## Tarefa do exercício 1
Nos registros, da linha inicial até a linha que contém "288L168 342L116 341L86", troque "lawn" por "yard" e reescreva essas linhas sem mais nenhuma alteração. Deixe as imagens fora da resposta.

Comunicação

Diálogo de Saberes: Pescadores e Organizações Unem Forças na Defesa dos Direitos dos Povos das Águas na Amazônia

Evento em Brasília reuniu comunidades pesqueiras, cientistas e gestores para discutir manejo participativo de pesca e justiça socioambiental; Instituto Juruá marcou presença com técnicos e pescadores colaboradores

Por Raphael Chicayban

Participantes do Diálogo dos Saberes em visita ao Congresso Nacional. Foto: Eduardo von Muhlen

Entre os dias 3 e 6 de fevereiro de 2023, Brasília foi palco de um encontro histórico para as comunidades pesqueiras da Amazônia. O evento “Diálogos de Saberes: Práticas para o Avanço do Manejo Participativo de Pesca na Amazônia Brasileira”, organizado pela Aliança Águas Amazônicas e pela Wildlife Conservation Society (WCS), reuniu pescadores, lideranças comunitárias, cientistas, gestores públicos e representantes de organizações da sociedade civil em um esforço coletivo para fortalecer a governança pesqueira e garantir os direitos dos povos das águas. O Instituto Juruá esteve presente no evento por meio  do coordenador da frente de Governança Territorial e Sociobioeconomia, Eduardo von Muhlen, e do especialista em manejo comunitário José Alves de Moraes “Silas”, que estava representando também a Associação de Moradores Agroextrativistas do Baixo Médio Juruá (AMAB).

Registros de anotação de limites:
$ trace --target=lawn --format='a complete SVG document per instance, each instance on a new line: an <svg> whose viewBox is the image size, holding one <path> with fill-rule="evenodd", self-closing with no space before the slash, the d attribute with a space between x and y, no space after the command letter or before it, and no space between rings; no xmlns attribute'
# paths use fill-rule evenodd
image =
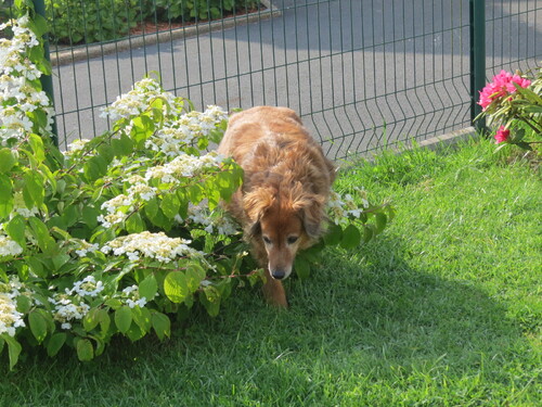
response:
<svg viewBox="0 0 542 407"><path fill-rule="evenodd" d="M91 363L36 353L11 372L4 353L0 406L542 405L542 182L493 150L349 167L337 189L391 198L397 217L288 280L291 309L247 287L164 343L117 340Z"/></svg>

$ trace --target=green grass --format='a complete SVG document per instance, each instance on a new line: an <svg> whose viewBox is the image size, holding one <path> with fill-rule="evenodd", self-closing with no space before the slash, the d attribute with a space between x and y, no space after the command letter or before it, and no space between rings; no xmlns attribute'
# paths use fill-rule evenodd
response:
<svg viewBox="0 0 542 407"><path fill-rule="evenodd" d="M247 288L168 342L116 341L86 364L38 353L12 372L3 356L0 406L542 405L542 185L493 149L351 167L337 188L390 196L397 217L287 281L289 310Z"/></svg>

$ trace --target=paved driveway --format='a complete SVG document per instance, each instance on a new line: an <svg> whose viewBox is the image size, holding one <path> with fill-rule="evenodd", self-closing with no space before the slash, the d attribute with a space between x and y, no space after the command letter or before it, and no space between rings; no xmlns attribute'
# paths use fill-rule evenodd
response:
<svg viewBox="0 0 542 407"><path fill-rule="evenodd" d="M542 10L488 3L489 71L533 66ZM100 105L152 71L198 109L288 105L332 157L469 125L468 0L274 4L272 18L60 66L61 140L105 130Z"/></svg>

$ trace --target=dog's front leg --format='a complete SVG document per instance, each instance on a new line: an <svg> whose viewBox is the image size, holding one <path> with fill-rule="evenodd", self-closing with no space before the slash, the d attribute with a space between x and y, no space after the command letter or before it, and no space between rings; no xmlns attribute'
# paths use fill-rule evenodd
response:
<svg viewBox="0 0 542 407"><path fill-rule="evenodd" d="M275 307L287 308L288 301L282 282L271 277L269 269L266 267L266 282L263 284L263 296L267 302Z"/></svg>

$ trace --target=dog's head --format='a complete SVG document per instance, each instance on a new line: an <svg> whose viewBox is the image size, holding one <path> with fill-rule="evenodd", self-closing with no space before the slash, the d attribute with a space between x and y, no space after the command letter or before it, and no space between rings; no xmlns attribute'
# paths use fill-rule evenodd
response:
<svg viewBox="0 0 542 407"><path fill-rule="evenodd" d="M271 277L286 279L297 252L320 238L324 205L325 198L305 192L300 183L286 191L258 188L245 195L247 234L257 251L264 250Z"/></svg>

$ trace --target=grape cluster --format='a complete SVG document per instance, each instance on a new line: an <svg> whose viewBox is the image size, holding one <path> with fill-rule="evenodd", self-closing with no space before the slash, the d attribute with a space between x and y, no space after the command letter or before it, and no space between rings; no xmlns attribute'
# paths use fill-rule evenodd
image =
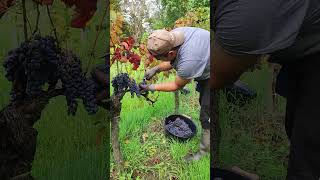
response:
<svg viewBox="0 0 320 180"><path fill-rule="evenodd" d="M68 114L75 115L77 99L82 99L87 112L94 114L98 110L95 95L106 88L101 87L93 75L85 77L81 60L71 51L62 51L51 36L36 35L23 42L9 51L3 66L6 70L5 77L13 83L10 93L13 104L25 98L39 96L45 84L48 84L48 90L55 89L61 81ZM107 68L104 71L107 72Z"/></svg>
<svg viewBox="0 0 320 180"><path fill-rule="evenodd" d="M68 105L68 114L75 115L78 107L77 98L81 98L89 114L98 110L95 99L96 84L82 73L81 60L72 52L61 53L59 74Z"/></svg>
<svg viewBox="0 0 320 180"><path fill-rule="evenodd" d="M192 135L189 125L180 118L166 124L166 129L177 137L188 138Z"/></svg>
<svg viewBox="0 0 320 180"><path fill-rule="evenodd" d="M3 64L6 70L5 77L11 82L18 79L25 86L25 92L12 90L12 102L21 99L25 94L30 98L39 95L47 81L51 86L57 83L59 52L60 49L53 37L39 35L9 51Z"/></svg>
<svg viewBox="0 0 320 180"><path fill-rule="evenodd" d="M135 94L140 97L140 88L134 79L130 79L127 73L120 73L112 80L112 87L114 89L114 94L118 95L130 91L131 96Z"/></svg>
<svg viewBox="0 0 320 180"><path fill-rule="evenodd" d="M49 81L50 85L58 81L58 48L56 40L51 37L35 36L29 43L24 62L27 76L26 93L30 97L38 96L42 86Z"/></svg>

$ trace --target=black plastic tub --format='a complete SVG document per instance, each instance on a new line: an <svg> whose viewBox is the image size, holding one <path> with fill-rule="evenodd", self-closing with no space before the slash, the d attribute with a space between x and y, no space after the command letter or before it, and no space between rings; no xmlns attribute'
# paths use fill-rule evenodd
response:
<svg viewBox="0 0 320 180"><path fill-rule="evenodd" d="M175 134L171 133L167 129L166 125L169 124L171 121L175 121L177 118L180 118L185 123L187 123L189 128L191 129L192 133L188 137L176 136ZM196 127L195 123L190 118L183 116L183 115L170 115L170 116L166 117L165 122L164 122L164 128L165 128L166 135L168 137L172 137L172 138L175 138L175 139L178 139L181 141L186 141L188 139L191 139L192 137L194 137L197 134L197 127Z"/></svg>
<svg viewBox="0 0 320 180"><path fill-rule="evenodd" d="M250 180L232 171L220 168L211 169L211 180Z"/></svg>

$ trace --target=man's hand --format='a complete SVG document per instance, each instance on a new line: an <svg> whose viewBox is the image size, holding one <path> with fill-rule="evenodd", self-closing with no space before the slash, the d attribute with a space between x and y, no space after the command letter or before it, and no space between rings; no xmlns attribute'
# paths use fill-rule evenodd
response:
<svg viewBox="0 0 320 180"><path fill-rule="evenodd" d="M164 92L172 92L178 89L183 88L186 84L188 84L191 80L184 79L179 76L176 77L173 82L165 82L161 84L151 84L151 85L143 85L141 89L149 90L149 91L164 91Z"/></svg>
<svg viewBox="0 0 320 180"><path fill-rule="evenodd" d="M139 87L140 87L140 92L147 92L147 91L155 91L155 89L154 89L154 84L150 84L150 85L148 85L148 84L140 84L139 85Z"/></svg>
<svg viewBox="0 0 320 180"><path fill-rule="evenodd" d="M146 71L146 73L144 74L144 78L146 78L147 80L150 80L159 71L160 71L159 66L155 66L155 67Z"/></svg>

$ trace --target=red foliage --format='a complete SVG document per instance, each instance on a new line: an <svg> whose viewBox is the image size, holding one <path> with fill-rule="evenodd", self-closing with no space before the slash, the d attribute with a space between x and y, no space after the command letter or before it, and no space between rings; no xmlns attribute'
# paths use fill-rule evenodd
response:
<svg viewBox="0 0 320 180"><path fill-rule="evenodd" d="M61 0L68 7L75 6L71 27L84 28L97 10L97 0Z"/></svg>
<svg viewBox="0 0 320 180"><path fill-rule="evenodd" d="M111 59L111 63L114 63L115 61L126 63L129 61L131 64L133 64L133 70L137 70L141 63L141 57L132 51L134 43L135 41L132 37L123 39L123 41L120 43L121 47L115 49L115 52ZM143 44L139 45L139 50L141 55L146 54L145 52L146 48ZM150 60L150 57L149 57L149 60Z"/></svg>
<svg viewBox="0 0 320 180"><path fill-rule="evenodd" d="M121 59L121 51L120 48L116 48L113 57L111 59L111 63L114 63L115 60L120 60Z"/></svg>
<svg viewBox="0 0 320 180"><path fill-rule="evenodd" d="M133 64L133 70L137 70L140 66L141 57L137 54L129 55L129 62Z"/></svg>
<svg viewBox="0 0 320 180"><path fill-rule="evenodd" d="M135 43L133 37L131 37L131 36L128 37L128 38L126 38L126 39L124 39L123 42L125 42L125 43L128 45L128 47L127 47L127 50L128 50L128 51L133 48L133 45L134 45L134 43Z"/></svg>

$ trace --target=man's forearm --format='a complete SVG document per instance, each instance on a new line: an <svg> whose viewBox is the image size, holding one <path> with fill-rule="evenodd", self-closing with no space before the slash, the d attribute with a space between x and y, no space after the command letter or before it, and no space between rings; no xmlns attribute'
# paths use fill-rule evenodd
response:
<svg viewBox="0 0 320 180"><path fill-rule="evenodd" d="M158 72L161 72L161 71L169 71L172 69L172 66L170 64L169 61L165 61L165 62L161 62L159 65L158 65L158 68L159 68L159 71Z"/></svg>
<svg viewBox="0 0 320 180"><path fill-rule="evenodd" d="M166 82L161 84L154 84L153 85L155 91L165 91L171 92L180 89L180 87L175 82Z"/></svg>

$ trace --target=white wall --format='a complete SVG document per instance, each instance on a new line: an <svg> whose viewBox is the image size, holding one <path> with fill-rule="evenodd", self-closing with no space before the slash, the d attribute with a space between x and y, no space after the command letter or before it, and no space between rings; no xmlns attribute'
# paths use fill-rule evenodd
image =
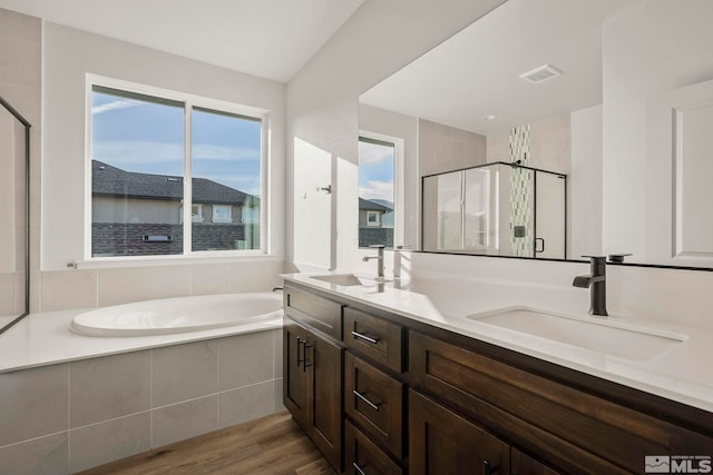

## Tarefa do exercício 2
Reproduza o trecho sobre o encontro Diálogos de Saberes em Brasília, por inteiro e sem nenhuma alteração.

## Resultado da tarefa 1
$ trace --target=yard --format='a complete SVG document per instance, each instance on a new line: an <svg> whose viewBox is the image size, holding one <path> with fill-rule="evenodd", self-closing with no space before the slash, the d attribute with a space between x and y, no space after the command letter or before it, and no space between rings; no xmlns attribute'
# paths use fill-rule evenodd
image =
response:
<svg viewBox="0 0 542 407"><path fill-rule="evenodd" d="M91 363L36 353L11 372L4 353L0 406L542 405L542 182L493 150L349 167L337 189L391 198L397 217L288 280L291 309L247 287L164 343L117 340Z"/></svg>

$ trace --target=green grass --format='a complete SVG document per instance, each instance on a new line: an <svg> whose viewBox is the image size, holding one <path> with fill-rule="evenodd", self-closing with no space before the slash, the d attribute with a space between x and y, no space after the command letter or before it, and no space between rings; no xmlns attribute'
# paths use fill-rule evenodd
response:
<svg viewBox="0 0 542 407"><path fill-rule="evenodd" d="M247 288L168 342L116 341L86 364L38 353L12 372L3 356L0 406L542 405L542 185L493 149L351 167L337 188L390 196L397 217L287 281L289 310Z"/></svg>

## Resultado da tarefa 2
Comunicação

Diálogo de Saberes: Pescadores e Organizações Unem Forças na Defesa dos Direitos dos Povos das Águas na Amazônia

Evento em Brasília reuniu comunidades pesqueiras, cientistas e gestores para discutir manejo participativo de pesca e justiça socioambiental; Instituto Juruá marcou presença com técnicos e pescadores colaboradores

Por Raphael Chicayban

Participantes do Diálogo dos Saberes em visita ao Congresso Nacional. Foto: Eduardo von Muhlen

Entre os dias 3 e 6 de fevereiro de 2023, Brasília foi palco de um encontro histórico para as comunidades pesqueiras da Amazônia. O evento “Diálogos de Saberes: Práticas para o Avanço do Manejo Participativo de Pesca na Amazônia Brasileira”, organizado pela Aliança Águas Amazônicas e pela Wildlife Conservation Society (WCS), reuniu pescadores, lideranças comunitárias, cientistas, gestores públicos e representantes de organizações da sociedade civil em um esforço coletivo para fortalecer a governança pesqueira e garantir os direitos dos povos das águas. O Instituto Juruá esteve presente no evento por meio  do coordenador da frente de Governança Territorial e Sociobioeconomia, Eduardo von Muhlen, e do especialista em manejo comunitário José Alves de Moraes “Silas”, que estava representando também a Associação de Moradores Agroextrativistas do Baixo Médio Juruá (AMAB).